**WHAT YOU SHOULD DO:**
When you return the data, keep every word exact and include none of the images.
─── SOURCE DATA
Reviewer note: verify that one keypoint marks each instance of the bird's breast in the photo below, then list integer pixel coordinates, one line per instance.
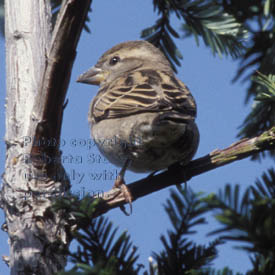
(152, 141)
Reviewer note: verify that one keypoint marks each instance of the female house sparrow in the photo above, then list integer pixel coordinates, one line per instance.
(142, 117)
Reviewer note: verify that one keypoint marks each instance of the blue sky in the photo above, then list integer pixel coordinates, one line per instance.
(221, 111)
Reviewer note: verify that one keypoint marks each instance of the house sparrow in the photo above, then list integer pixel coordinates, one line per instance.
(142, 117)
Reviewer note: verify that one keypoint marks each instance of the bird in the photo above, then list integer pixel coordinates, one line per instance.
(143, 117)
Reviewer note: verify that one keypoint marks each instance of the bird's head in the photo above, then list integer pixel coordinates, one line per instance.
(124, 58)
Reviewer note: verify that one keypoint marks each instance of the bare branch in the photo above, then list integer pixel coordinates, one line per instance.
(38, 71)
(178, 174)
(48, 109)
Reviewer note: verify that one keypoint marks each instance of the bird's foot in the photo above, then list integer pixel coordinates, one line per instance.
(120, 183)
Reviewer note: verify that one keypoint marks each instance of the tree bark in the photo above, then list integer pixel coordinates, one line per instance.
(178, 174)
(38, 66)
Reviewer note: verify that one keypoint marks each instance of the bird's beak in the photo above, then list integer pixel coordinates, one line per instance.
(93, 76)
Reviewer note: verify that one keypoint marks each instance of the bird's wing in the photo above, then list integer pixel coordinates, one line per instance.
(143, 91)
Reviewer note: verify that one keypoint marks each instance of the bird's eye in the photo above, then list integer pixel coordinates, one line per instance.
(114, 60)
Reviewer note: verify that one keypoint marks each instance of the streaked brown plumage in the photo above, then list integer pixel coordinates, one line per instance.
──────
**ANSWER SPACE:**
Reviewer note: verify that one keypoint marks each instance of the bird's breast in the photo below, then list integer pixel coordinates, one line per instance.
(152, 141)
Reviewer note: verify that one keypoint marks each instance of the female house sparrow in the photo above, then list integer pixel coordinates, one line per instance.
(142, 117)
Reviewer note: verify that one keypoint marks each instance of the blue sky in the photo above, then list integer pixel coordinates, one line per instance.
(221, 111)
Reviewer note: verify that one keypoint marks each instance of the house sparrow in the photo above, then list integer pixel coordinates, one line per instance.
(142, 117)
Reviewer note: verify that one keypoint marks each instance of the bird in the photo above, then list integer pixel coordinates, one line per instance.
(143, 117)
Reviewer note: verify that one keypoint marks each instance of the bird's head in the photo above, then list integer pixel coordinates, one line per instance.
(124, 58)
Reviewer note: verify that one keypoint marks each instance of the bare branch in the photo above, then list integer pixel coordinates, one line per instance.
(38, 71)
(178, 174)
(48, 109)
Reviewer note: verify that one keypoint marks each instance of the bird's foot in the photo above, then list integer pixel coordinates, one line per instance.
(120, 183)
Reviewer note: verify that one keypoint marks each instance of the tree bark in the photo above, then list integer pixel coordinates, one line per instance.
(178, 174)
(38, 66)
Reviewer note: verify that one keypoint marks each instance of the bird's beak in the photo above, then list integer pixel coordinates, one line per instance.
(93, 76)
Reviewer note: verify that one keypoint marks each instance of the bird's wing in the photo above, then list integer pixel coordinates, one line per instance.
(143, 91)
Reviewer note: verify that one keypoint marks each instance of the bird's eye in the photo above, then list integer pixel coordinates, one line per instance.
(114, 60)
Reviewer note: verify that one keypoint marks each instance of the streaked brown plumage in the photo above, then list integer pixel coordinates, one line per instance.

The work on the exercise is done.